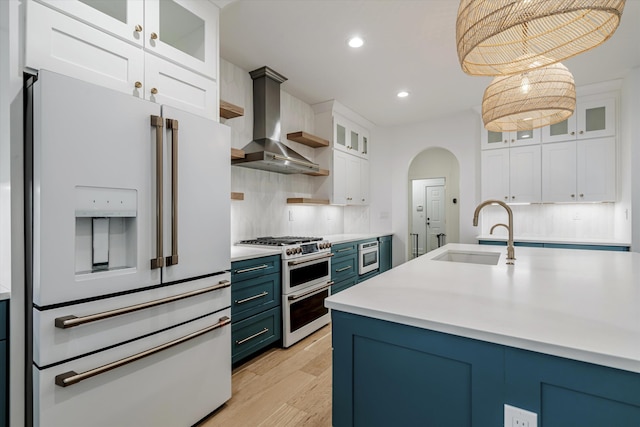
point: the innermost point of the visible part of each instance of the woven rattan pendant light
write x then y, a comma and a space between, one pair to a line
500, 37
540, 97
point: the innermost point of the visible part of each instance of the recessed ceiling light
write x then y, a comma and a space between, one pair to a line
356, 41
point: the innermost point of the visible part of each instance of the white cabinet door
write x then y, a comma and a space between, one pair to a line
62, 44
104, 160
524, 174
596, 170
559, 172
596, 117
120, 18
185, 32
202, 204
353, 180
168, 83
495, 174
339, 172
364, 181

* * *

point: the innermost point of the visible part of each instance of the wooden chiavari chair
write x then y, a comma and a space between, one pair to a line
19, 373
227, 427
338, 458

* * *

▶ _Problem to solve_:
Reproduce verbatim only the segment of the listing bounded by the line containing "recessed ceiling light" and the line containing "white cabinet door", with both boundary lines included.

▶ _Result_:
point: the innermost point of the visible part of each instance of the recessed ceiling light
write x then y, a comma and a space between, one pair to a line
356, 41
point: the innermost point of the visible part of each instance of the white cabinet door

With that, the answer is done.